* **Instrucciones de la tarea**
Indica cuántas líneas de los datos de abajo contienen la cadena "black". Responde solo con el número.

Datos de etiquetado de coordenadas
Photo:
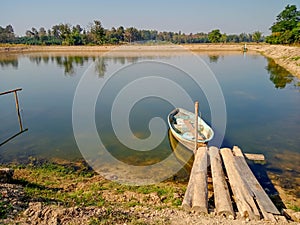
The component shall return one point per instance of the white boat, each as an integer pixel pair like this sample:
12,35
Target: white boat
181,123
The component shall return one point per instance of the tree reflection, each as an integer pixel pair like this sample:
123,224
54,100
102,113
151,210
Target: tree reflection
9,61
213,58
100,66
278,75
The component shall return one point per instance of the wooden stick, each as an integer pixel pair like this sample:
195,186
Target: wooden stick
242,193
18,110
200,199
195,197
264,202
221,192
196,125
7,92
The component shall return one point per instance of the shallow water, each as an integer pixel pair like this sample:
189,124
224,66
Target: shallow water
261,98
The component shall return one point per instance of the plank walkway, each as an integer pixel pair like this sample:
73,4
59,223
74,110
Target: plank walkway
234,184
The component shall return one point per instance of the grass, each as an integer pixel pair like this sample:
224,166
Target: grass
295,208
71,185
295,58
4,208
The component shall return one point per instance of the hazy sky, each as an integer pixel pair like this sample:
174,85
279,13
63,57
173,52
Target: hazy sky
189,16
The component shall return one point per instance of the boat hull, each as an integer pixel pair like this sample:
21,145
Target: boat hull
181,121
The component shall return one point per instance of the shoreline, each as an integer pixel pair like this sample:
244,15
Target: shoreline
286,56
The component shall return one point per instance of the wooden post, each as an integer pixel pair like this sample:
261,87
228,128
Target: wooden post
18,110
195,197
200,196
196,125
221,193
264,202
243,196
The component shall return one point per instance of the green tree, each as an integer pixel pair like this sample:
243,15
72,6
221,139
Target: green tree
286,28
132,34
7,34
98,33
214,36
223,38
256,36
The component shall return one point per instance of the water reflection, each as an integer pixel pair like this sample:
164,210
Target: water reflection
278,75
9,60
213,58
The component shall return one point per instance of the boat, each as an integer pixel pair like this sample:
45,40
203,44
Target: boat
184,156
181,123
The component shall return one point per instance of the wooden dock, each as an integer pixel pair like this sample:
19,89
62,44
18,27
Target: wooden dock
236,191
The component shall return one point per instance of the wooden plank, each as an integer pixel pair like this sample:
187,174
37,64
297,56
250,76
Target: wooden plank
10,91
187,199
221,192
264,202
254,157
196,125
191,201
242,194
200,196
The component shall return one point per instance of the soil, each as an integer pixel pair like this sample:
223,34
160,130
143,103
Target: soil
286,56
24,210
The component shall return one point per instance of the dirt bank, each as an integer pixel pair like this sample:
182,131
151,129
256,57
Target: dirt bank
286,56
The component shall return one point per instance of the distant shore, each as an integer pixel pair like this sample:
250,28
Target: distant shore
286,56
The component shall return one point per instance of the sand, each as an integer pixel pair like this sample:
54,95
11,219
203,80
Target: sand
286,56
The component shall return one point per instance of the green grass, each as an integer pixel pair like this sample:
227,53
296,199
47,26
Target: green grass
295,208
74,186
4,208
295,58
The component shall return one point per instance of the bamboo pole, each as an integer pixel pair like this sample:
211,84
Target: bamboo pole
221,192
18,110
196,125
243,196
10,91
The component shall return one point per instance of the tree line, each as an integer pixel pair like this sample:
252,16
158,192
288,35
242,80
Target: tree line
96,34
286,30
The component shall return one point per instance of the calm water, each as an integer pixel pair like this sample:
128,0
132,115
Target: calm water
262,103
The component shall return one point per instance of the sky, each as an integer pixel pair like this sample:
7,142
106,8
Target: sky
187,16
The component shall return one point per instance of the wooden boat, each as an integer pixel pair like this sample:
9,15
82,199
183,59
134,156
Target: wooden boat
182,154
181,123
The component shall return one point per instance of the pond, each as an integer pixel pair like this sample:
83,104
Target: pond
261,98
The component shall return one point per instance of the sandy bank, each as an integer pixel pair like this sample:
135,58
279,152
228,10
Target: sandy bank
286,56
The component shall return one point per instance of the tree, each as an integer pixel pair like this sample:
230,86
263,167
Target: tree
214,36
132,34
286,28
7,34
223,38
98,33
257,36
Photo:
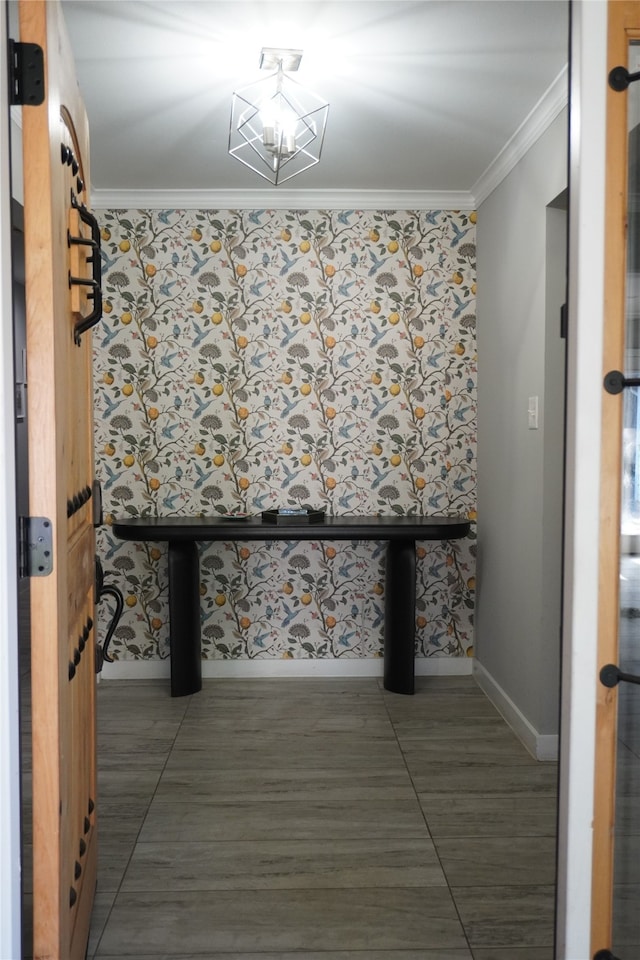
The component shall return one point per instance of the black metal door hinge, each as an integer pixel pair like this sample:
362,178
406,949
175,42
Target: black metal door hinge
35,547
26,74
611,676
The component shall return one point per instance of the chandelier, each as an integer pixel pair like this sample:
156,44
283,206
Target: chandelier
277,125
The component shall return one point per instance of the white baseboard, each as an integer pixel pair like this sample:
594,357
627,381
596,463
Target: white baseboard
541,746
240,669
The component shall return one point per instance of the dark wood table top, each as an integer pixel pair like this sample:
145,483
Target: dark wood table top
255,528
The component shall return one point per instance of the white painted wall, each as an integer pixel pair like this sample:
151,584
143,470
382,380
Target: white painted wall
516,645
584,395
9,700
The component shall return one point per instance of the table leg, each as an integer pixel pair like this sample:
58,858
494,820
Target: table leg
399,616
184,619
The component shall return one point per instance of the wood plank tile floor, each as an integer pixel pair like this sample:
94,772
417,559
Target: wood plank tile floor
319,820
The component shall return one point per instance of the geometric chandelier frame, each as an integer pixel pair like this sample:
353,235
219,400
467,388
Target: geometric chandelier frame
277,126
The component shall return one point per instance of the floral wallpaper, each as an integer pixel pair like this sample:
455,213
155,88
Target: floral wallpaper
252,359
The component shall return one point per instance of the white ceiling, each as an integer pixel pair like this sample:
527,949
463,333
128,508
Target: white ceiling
423,95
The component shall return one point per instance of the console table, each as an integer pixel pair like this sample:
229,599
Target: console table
182,534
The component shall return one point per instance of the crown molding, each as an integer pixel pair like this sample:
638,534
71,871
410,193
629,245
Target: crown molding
276,199
552,102
531,129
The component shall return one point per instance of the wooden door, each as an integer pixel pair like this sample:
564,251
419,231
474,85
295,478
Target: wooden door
612,841
56,175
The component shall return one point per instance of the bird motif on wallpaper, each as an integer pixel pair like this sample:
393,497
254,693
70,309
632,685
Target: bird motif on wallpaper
111,335
200,334
377,334
107,262
377,262
200,262
379,476
201,406
290,614
378,406
288,262
111,476
260,501
460,306
257,431
202,476
289,405
257,358
288,474
255,289
110,405
343,288
170,500
344,502
458,234
288,334
167,360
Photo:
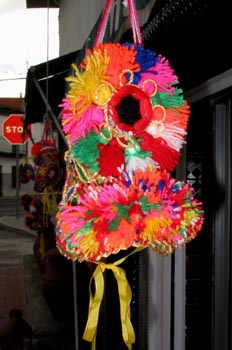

* **Resultado del ejercicio**
2